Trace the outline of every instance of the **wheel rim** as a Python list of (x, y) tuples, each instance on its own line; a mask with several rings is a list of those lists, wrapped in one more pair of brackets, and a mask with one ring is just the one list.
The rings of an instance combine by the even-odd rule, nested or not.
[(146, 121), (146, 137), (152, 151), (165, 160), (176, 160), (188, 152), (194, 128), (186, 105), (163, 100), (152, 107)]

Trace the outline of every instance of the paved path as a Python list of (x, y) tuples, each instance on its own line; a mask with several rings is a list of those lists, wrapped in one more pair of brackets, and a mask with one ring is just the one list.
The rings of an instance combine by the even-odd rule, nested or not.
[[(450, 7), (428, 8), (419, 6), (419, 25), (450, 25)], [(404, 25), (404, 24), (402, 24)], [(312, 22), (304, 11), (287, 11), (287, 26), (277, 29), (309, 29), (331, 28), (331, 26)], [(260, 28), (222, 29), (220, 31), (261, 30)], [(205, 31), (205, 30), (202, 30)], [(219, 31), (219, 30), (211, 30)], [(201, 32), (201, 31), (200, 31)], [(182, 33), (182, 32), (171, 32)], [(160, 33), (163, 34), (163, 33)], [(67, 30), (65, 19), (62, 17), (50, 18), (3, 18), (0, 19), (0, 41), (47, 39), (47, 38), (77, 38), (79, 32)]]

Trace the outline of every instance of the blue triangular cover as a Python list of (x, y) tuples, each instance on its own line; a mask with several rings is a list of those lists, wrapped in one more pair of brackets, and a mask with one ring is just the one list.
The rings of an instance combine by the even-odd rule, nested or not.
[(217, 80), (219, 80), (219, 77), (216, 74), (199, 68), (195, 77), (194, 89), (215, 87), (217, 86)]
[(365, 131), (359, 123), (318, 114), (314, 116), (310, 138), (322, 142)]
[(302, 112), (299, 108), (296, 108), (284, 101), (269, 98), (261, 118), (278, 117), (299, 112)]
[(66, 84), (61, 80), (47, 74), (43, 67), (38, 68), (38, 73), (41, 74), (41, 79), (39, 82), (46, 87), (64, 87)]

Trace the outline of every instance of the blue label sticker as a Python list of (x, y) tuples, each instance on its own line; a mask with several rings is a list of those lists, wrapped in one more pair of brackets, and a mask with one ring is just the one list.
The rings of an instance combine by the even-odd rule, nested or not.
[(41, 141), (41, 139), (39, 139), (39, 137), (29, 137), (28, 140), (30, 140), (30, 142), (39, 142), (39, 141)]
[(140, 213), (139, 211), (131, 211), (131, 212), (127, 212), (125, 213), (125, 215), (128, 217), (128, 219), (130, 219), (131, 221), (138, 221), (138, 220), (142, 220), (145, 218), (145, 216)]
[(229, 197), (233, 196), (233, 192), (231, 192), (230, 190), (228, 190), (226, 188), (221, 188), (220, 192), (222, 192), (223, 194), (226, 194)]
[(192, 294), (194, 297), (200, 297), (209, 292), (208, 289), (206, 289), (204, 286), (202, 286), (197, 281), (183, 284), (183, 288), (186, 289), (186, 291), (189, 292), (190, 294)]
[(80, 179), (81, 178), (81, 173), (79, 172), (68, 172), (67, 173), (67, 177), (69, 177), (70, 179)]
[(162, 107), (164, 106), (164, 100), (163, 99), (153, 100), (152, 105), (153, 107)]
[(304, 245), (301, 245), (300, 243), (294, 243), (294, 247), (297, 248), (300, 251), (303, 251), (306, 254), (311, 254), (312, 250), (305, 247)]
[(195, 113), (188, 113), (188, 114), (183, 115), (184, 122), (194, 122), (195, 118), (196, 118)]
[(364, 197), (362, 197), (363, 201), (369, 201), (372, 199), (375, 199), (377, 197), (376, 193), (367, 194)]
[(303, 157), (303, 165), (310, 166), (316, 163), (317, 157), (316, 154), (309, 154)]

[Given request]
Copy the records from the line with "Trace the outline of every instance of the blue triangular" to the line with "87), (64, 87)]", both included, leaving the request lines unchanged and scaling every outline coordinate by 1.1, rounded to whole numbers with halves rounded up. Return only those lines.

[The answer]
Trace the outline of every instance of the blue triangular cover as a Python list of (x, y) tuples, each instance on its own line; a mask with several rings is a list of those lists, wrapped in one more pair of brackets, and a mask with one ring is just the one list.
The rings of an instance combine by the even-odd rule, nested or not.
[(239, 88), (241, 88), (241, 85), (238, 81), (219, 75), (215, 85), (213, 98), (237, 96), (239, 95)]
[(402, 144), (395, 135), (350, 125), (345, 128), (341, 152), (354, 156)]
[(332, 123), (329, 119), (326, 119), (312, 111), (296, 108), (287, 130), (306, 129), (329, 123)]
[(73, 92), (67, 88), (52, 81), (47, 74), (42, 75), (42, 80), (45, 81), (45, 87), (43, 90), (51, 96), (70, 96)]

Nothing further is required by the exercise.